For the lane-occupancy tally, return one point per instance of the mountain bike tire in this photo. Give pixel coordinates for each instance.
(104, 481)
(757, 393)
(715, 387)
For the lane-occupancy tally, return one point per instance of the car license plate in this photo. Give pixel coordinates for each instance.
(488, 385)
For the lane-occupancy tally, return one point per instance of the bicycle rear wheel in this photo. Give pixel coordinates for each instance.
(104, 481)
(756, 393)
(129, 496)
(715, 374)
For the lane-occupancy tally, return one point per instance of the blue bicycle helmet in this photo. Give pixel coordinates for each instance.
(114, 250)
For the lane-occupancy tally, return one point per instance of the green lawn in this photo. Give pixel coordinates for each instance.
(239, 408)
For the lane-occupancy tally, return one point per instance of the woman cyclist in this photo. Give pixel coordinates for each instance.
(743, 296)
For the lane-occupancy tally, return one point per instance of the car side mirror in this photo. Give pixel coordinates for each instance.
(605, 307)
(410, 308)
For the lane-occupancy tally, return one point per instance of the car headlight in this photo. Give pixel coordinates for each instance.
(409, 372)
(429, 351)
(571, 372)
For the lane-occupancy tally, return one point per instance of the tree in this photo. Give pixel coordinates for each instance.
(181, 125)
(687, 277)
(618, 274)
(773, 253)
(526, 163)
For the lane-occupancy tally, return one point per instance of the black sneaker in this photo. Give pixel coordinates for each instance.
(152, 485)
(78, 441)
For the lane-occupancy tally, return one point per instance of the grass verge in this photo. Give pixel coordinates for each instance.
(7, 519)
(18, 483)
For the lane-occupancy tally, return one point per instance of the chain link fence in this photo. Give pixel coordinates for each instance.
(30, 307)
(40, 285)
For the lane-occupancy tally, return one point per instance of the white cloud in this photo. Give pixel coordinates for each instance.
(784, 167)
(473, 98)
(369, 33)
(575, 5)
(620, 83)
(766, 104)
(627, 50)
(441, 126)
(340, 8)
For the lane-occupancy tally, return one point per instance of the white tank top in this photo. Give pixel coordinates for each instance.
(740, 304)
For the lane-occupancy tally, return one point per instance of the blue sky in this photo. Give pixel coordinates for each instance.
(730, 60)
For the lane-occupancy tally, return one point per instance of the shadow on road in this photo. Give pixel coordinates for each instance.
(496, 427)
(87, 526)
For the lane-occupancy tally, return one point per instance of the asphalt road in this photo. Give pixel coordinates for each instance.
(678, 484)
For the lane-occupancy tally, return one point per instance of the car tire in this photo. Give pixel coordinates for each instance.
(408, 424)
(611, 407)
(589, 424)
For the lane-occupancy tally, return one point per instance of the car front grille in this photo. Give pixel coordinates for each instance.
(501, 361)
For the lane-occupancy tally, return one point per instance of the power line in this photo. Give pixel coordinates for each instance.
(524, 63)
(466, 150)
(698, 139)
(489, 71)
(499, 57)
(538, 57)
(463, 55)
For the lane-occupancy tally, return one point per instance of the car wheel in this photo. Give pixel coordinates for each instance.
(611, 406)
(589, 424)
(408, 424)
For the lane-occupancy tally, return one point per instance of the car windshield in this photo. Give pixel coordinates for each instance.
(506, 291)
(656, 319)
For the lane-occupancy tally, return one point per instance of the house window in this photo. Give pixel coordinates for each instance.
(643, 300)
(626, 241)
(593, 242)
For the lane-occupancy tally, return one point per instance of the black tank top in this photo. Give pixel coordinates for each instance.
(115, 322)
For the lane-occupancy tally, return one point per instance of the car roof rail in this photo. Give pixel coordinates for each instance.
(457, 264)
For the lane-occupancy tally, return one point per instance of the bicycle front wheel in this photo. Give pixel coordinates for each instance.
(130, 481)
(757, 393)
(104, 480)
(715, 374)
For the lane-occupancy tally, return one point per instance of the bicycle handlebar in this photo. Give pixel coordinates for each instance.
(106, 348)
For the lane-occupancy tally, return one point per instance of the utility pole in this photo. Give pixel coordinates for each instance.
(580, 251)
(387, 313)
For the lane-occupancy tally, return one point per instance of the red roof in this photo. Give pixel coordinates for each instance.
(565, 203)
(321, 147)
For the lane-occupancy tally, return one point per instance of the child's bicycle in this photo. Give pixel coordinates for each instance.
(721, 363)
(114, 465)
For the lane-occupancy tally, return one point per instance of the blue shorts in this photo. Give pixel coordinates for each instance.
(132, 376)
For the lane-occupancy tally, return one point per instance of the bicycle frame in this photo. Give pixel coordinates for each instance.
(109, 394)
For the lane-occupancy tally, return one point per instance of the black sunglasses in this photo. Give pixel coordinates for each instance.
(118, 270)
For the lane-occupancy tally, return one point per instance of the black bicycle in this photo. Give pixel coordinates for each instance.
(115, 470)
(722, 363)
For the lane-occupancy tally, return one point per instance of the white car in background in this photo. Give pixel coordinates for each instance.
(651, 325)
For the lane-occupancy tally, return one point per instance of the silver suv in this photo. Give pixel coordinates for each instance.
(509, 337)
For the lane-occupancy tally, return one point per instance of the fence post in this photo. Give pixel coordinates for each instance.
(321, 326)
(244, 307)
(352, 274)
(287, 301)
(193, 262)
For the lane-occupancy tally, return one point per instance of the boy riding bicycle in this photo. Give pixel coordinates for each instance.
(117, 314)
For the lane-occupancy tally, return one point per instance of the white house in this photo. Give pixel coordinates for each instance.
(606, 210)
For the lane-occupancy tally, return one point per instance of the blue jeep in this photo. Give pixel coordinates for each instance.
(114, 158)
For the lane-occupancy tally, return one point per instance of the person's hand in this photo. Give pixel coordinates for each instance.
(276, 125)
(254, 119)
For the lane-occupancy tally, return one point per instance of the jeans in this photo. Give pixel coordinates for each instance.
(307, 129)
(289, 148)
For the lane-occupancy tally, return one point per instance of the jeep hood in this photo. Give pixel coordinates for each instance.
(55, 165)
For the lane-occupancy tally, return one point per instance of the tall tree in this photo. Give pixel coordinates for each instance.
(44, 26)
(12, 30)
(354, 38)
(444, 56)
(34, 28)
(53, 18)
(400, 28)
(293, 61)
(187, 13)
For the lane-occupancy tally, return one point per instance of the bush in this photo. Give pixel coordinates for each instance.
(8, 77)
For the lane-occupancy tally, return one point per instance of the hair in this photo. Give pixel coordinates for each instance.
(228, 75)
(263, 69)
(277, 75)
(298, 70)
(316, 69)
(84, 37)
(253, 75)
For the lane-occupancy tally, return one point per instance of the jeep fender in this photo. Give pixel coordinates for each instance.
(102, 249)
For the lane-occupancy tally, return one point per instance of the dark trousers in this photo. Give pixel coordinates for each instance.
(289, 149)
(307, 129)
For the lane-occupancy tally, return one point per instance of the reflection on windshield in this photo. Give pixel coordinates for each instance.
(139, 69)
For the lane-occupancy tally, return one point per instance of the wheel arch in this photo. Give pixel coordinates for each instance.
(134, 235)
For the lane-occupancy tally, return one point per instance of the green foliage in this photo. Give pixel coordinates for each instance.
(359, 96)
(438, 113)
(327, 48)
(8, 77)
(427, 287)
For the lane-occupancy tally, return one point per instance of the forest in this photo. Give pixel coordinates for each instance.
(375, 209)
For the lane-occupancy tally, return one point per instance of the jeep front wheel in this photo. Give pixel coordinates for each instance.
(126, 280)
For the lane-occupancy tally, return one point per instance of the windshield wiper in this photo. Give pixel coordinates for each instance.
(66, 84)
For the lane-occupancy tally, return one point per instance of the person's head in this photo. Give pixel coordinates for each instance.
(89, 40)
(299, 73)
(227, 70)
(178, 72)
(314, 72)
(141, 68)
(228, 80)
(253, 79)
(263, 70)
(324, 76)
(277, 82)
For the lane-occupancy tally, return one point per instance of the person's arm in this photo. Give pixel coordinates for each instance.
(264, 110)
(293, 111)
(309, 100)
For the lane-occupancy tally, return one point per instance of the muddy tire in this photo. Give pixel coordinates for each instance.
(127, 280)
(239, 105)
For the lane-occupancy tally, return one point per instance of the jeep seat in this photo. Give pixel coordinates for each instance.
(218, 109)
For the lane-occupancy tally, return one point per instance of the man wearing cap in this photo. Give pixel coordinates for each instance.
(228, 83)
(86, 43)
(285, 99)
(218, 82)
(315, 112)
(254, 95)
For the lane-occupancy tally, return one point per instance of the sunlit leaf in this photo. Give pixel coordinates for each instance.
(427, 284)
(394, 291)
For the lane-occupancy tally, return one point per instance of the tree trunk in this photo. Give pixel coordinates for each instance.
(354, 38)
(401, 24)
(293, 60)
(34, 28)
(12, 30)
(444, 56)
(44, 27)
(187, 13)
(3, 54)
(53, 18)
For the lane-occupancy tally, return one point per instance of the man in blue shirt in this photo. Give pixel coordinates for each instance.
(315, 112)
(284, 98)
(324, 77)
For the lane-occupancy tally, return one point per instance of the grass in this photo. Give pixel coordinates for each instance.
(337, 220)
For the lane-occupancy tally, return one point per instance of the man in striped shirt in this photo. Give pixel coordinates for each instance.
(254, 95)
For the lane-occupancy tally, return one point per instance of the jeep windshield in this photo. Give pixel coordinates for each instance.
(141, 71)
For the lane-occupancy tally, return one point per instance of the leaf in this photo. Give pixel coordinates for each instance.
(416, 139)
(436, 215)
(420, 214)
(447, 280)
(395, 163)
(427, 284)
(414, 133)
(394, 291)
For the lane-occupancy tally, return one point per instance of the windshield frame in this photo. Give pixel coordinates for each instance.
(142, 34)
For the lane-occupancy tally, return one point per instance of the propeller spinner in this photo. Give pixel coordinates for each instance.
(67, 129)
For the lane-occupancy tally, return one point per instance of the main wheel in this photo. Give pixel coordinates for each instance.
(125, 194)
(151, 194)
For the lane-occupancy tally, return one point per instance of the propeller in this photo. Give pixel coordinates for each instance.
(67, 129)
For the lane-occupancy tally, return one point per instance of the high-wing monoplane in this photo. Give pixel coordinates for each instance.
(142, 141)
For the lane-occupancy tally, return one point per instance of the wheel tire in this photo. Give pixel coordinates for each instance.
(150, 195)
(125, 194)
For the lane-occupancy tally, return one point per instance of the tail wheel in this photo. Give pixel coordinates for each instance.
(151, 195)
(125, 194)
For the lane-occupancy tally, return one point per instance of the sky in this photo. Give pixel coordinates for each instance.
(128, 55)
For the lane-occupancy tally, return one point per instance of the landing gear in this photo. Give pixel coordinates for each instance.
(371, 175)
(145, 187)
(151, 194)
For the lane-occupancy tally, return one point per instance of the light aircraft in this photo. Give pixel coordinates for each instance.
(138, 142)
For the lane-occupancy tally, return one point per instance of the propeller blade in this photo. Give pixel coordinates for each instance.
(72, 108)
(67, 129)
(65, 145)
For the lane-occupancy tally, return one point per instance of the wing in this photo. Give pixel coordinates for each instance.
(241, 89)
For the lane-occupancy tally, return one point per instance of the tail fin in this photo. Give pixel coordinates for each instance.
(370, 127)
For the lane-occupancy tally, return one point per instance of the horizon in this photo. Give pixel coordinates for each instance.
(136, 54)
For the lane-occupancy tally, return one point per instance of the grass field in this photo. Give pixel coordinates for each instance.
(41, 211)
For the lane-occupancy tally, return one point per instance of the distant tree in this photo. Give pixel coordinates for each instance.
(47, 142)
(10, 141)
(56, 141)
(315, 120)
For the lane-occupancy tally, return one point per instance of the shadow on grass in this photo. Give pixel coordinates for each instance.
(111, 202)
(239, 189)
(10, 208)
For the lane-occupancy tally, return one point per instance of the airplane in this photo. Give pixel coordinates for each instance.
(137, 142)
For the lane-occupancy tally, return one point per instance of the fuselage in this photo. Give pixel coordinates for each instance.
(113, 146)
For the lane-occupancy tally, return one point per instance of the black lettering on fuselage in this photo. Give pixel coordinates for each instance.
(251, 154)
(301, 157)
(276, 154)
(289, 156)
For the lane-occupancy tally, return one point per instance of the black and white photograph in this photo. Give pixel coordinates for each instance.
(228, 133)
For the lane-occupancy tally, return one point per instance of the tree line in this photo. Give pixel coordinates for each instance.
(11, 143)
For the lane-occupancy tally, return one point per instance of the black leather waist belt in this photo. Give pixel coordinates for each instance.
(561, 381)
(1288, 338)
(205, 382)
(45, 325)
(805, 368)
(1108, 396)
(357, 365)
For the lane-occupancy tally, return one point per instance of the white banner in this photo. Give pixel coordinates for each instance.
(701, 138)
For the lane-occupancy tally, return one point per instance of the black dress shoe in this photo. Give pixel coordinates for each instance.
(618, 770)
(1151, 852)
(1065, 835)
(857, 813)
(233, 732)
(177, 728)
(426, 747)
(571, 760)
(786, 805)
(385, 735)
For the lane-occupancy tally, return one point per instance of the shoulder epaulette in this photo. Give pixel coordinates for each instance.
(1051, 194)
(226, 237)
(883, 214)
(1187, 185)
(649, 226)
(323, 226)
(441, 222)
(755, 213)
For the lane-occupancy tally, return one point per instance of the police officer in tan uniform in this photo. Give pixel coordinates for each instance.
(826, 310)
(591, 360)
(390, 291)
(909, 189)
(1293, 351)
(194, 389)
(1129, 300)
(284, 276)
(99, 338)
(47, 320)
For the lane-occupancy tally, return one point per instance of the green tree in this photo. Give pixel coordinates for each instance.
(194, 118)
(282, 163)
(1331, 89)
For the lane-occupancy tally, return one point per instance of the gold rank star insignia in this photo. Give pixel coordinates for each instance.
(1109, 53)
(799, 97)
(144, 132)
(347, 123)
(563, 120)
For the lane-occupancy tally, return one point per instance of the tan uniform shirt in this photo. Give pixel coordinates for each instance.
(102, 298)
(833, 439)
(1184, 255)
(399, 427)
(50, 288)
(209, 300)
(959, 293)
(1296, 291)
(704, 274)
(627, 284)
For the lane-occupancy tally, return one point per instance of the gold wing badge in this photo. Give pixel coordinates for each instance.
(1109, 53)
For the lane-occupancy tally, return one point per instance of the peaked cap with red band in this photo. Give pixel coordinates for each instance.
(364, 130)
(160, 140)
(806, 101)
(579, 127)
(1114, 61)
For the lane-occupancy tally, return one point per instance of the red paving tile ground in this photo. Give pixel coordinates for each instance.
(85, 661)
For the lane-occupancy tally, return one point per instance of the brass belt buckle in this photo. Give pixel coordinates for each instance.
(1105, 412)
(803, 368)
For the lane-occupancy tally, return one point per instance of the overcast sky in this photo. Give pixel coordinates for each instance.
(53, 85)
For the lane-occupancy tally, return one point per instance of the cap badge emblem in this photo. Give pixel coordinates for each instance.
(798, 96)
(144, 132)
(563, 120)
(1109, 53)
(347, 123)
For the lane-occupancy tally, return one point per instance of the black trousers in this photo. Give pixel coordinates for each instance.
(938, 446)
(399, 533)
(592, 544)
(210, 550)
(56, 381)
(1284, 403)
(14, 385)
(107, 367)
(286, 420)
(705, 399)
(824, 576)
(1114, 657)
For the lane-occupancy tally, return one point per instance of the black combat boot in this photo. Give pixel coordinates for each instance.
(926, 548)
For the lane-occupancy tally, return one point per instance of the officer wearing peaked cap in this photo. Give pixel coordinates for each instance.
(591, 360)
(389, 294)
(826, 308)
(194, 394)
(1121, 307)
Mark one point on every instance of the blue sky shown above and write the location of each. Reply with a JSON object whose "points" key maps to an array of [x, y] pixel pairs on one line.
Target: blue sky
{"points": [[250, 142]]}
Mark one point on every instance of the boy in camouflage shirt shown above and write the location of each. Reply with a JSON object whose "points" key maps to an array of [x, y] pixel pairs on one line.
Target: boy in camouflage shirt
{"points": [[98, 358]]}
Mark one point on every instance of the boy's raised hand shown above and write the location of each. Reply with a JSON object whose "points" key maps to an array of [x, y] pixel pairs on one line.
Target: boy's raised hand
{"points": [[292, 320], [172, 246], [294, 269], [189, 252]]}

********************

▸ Assignment:
Set down nothing but the lines from the one containing "the black trousers" through the end of the entries above, exactly as written, both ends counted.

▸ Exercise solution:
For the lane-occupancy tally, return one point per instance of the black trousers in this photo. Give pixel coordinates for each instance.
(938, 446)
(399, 533)
(592, 544)
(210, 550)
(56, 381)
(1284, 403)
(14, 385)
(107, 367)
(286, 420)
(705, 399)
(824, 576)
(1114, 657)
For the lane-occupancy tally, return one point per instance of the black combat boot in this photo. Give pixel coordinates for each instance.
(926, 548)
For the lane-occupancy tally, return one point per instance of the officer wearing peaked cap in this photo. Give pixel coordinates for each instance.
(591, 360)
(389, 294)
(826, 308)
(194, 394)
(1121, 307)
Mark one point on every instance of the blue sky shown above and write the location of each. Reply with a JSON object whose "points" key maps to an array of [x, y] pixel pairs on one line.
Target: blue sky
{"points": [[250, 142]]}
Mark one point on every instance of the boy in camouflage shirt shown above and write the location of each. Reply with a JSON object whose "points" key maps to an array of [x, y] pixel pairs on one line.
Target: boy in camouflage shirt
{"points": [[98, 358]]}
Mark one point on every instance of the boy's raised hand shown above and write the location of each. Reply with a JSON object whose "points" key maps to an array of [x, y] pixel pairs on one line.
Target: boy's raised hand
{"points": [[292, 320], [172, 246], [294, 269], [189, 252]]}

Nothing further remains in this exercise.